Start of SOURCE DOCUMENT
In Azerbaijan, the number of war victims in the military sector and amongst the civilian population is immense and the suffering persists here as well. Return of IDPs from the war in the 90ies to the now regained regions is unrealistic due to the damaged infrastructure. Also here, but on the background of a winner-mentality, Azerbaijan faces similar core problems, such as hate speech and aggression, and refrains from addressing any of these issues. The civil society is cracked down, human rights defenders and journalists are persecuted, and corruption, money-laundry and bad governance prevail. This poses one of the major obstacles to peacebuilding and conflict transformation within the country and to cross-border initiatives and advocacy work. Support from western countries and especially the EU is in dire need and should be enhanced to prevent further provocations between the belligerents. More attention should be put towards preventing a new escalation of violence between the countries. The EU should use ‘carrot AND sticks’ and elaborate clear conditionalities for any kind of support within the two countries, based on the values of human rights, democratization, non-use of force and anti-aggression, provocation and hate speeches.
Considering both country perspectives, a new escalation of violence and war is a realistic scenario. Prevention therefore should be the primary focus of the EU cooperation. As stated by the speakers: It is a ‘Do or Die -moment’ – if the EU does not engage now, it will lose its credibility within the South Caucasus. War and peace in the European neighborhood would then be handled exclusively by other actors, such as Russia, Turkey, and Iran.
Also from the EU perspective, the situation requires much more EU- and multilateral engagement and efforts. Action and presence in the region are in dire need. Although the EU already disbursed € 6,9 Mio for Humanitarian Aid through ICRC and undertook diplomatic efforts for the release of captured persons/prisoners of war, there is much more that needs to be done. A certain “Eastern Partnership fatigue”, however, has been observed during the last years and the 2020 Karabakh war was no wake-up call. In parallel, political representatives from Armenia and Azerbaijan equally did not show high interest in investing in fruitful and positive relationships with one another, but rather continue to deepen the divide. Furthermore, respective lobby and advocacy from diaspora groups resulted in a negative and contradictory impact at the international level. From the EU perspective, the engagement for peace needs to be increased and strengthened also from within the countries and its societies. If there is no clear message and movement asking for durable peace and constructive relationships, it will be impossible for external actors to generate durable peace.
Some clear expectations and recommendations for the EU and the international community with short- and long-term perspective were formulated:
The EU should directly increase its support to humanitarian aid, psycho-social support, trauma-rehabilitation and reconstruction, and secure a conflict-sensitive approach in all of its programmes.
The EU should call in for a donor conference, where also clear conditionalities on the basis of their own norms and values should be agreed upon to regain trust and acceptance amongst the population.
End of SOURCE DOCUMENT
### [REQUIRED ACTIONS]
1. According to the text on EU engagement in the South Caucasus, why should prevention be the primary focus of EU cooperation?
2. Reproduce word for word the passage of the text on EU engagement in the South Caucasus that begins at the words "The EU should call" and stops after "amongst the population.".
Start of RECORDS PROVIDED
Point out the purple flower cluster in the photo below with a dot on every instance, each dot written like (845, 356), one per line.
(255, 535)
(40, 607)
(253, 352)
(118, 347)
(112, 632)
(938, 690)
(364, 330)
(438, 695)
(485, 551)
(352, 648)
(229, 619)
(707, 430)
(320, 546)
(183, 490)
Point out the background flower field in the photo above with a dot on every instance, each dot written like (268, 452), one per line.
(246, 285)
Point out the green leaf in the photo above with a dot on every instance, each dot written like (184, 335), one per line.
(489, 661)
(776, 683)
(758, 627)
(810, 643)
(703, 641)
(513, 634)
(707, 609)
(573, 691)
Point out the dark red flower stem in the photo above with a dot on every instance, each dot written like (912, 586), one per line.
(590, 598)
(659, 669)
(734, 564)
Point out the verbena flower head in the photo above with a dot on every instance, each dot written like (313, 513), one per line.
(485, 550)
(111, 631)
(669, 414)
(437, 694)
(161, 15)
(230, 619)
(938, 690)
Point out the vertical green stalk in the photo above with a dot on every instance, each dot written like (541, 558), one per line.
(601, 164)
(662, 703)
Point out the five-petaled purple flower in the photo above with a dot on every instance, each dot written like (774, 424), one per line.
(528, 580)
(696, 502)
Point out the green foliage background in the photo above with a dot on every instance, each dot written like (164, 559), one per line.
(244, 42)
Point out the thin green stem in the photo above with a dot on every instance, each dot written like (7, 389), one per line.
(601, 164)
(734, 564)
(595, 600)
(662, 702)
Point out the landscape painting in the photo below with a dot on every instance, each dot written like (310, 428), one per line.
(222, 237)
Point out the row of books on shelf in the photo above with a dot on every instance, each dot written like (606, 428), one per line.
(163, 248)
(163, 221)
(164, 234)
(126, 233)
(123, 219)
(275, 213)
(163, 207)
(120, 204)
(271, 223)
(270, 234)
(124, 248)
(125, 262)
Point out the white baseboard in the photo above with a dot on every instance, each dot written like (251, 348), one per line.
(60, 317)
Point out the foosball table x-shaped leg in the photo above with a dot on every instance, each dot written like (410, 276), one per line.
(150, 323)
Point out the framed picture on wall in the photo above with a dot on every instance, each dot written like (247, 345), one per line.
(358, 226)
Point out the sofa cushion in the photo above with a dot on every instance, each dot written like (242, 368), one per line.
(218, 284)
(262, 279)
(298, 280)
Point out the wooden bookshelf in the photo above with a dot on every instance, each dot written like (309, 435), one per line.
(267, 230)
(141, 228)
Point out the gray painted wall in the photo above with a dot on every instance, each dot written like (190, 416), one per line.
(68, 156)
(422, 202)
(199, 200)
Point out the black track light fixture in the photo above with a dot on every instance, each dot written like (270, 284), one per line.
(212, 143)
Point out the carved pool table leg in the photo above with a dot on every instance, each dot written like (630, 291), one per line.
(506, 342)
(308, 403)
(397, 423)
End of RECORDS PROVIDED
Start of RECORDS PROVIDED
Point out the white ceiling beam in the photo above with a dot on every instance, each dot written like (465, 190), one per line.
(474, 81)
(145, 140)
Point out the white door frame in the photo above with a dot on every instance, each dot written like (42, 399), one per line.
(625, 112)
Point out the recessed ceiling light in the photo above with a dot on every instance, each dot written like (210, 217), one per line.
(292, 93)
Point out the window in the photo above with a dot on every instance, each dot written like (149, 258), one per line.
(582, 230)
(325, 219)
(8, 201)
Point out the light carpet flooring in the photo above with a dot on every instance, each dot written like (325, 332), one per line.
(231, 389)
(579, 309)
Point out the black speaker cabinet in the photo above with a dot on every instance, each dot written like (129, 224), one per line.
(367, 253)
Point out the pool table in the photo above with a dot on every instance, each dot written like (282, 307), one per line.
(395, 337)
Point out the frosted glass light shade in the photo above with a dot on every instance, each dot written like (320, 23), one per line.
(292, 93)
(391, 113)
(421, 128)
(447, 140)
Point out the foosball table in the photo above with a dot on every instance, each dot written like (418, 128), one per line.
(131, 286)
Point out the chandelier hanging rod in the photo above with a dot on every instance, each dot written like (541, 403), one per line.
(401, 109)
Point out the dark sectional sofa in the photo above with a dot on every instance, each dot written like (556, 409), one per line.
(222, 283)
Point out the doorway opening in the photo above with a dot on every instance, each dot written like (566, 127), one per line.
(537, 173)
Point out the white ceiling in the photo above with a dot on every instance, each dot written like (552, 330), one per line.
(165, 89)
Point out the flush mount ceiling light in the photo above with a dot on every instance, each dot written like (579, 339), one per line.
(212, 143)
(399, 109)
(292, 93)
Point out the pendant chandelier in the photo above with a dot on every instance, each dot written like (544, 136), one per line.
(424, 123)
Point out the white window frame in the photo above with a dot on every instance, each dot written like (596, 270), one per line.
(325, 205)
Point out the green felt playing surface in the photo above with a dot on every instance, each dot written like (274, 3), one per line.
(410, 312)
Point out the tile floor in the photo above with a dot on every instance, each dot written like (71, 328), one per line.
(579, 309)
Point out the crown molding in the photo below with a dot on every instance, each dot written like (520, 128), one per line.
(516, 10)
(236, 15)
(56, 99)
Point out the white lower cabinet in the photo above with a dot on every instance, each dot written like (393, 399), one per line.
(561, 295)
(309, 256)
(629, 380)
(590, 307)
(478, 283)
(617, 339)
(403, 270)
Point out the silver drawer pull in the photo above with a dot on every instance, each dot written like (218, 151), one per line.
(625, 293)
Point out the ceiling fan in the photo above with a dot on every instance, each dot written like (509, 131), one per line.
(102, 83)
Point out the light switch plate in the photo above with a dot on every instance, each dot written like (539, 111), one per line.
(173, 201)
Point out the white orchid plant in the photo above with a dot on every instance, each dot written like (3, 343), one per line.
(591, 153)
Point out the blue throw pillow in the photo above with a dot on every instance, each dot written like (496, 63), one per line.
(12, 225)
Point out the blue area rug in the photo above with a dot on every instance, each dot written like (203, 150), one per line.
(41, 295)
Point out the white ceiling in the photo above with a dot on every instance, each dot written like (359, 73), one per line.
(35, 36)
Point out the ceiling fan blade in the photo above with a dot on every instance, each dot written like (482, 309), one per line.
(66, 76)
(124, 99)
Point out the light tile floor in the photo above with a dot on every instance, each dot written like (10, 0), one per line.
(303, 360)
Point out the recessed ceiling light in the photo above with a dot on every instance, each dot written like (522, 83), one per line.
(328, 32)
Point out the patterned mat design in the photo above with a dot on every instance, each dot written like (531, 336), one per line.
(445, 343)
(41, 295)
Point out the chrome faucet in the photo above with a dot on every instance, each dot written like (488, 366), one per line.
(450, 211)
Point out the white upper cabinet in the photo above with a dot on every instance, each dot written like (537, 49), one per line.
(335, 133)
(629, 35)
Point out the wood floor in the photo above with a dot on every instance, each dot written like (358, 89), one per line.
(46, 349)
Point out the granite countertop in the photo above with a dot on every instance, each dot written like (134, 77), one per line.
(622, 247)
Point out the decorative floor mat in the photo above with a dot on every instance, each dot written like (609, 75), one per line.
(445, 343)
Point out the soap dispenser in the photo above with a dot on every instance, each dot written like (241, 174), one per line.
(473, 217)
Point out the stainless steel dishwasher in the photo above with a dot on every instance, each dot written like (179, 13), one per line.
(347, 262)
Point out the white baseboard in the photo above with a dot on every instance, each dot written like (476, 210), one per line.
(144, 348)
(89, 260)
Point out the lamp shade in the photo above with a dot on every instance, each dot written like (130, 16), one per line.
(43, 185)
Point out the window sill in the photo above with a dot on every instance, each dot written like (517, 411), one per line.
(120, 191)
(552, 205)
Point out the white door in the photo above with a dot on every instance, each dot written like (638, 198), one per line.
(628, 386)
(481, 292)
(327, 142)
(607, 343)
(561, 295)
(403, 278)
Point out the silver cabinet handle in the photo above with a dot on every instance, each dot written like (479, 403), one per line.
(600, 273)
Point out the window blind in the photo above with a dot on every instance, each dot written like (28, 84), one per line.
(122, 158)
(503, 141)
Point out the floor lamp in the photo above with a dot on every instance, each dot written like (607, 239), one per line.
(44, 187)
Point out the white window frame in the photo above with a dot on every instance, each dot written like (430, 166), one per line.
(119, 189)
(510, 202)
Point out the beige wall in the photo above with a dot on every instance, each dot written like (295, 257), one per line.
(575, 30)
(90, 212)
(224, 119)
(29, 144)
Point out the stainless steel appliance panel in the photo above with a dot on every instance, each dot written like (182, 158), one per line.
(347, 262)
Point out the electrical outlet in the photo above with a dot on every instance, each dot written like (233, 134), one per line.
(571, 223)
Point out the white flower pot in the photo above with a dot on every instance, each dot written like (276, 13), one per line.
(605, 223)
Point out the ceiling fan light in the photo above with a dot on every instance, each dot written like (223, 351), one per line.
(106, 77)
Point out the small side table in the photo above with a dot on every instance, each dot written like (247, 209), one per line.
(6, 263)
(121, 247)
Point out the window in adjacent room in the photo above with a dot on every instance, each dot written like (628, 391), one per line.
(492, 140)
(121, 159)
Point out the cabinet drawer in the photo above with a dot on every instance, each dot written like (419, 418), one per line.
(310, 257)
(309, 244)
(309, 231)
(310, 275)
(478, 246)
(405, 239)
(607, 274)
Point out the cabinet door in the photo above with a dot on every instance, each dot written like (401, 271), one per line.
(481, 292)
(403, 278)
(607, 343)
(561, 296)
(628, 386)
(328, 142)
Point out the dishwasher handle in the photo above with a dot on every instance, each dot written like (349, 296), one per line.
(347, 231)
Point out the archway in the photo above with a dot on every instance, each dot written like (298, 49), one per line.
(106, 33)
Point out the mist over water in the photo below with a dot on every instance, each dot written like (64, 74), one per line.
End of RECORDS PROVIDED
### [ANSWER SET]
1. Prevention should be the primary focus because, considering both country perspectives, a new escalation of violence and war is a realistic scenario. The speakers also called it a "Do or Die" moment: if the EU does not engage now, it will lose its credibility within the South Caucasus, and war and peace in the European neighborhood would then be handled exclusively by other actors, such as Russia, Turkey, and Iran.

2.
The EU should call in for a donor conference, where also clear conditionalities on the basis of their own norms and values should be agreed upon to regain trust and acceptance amongst the population.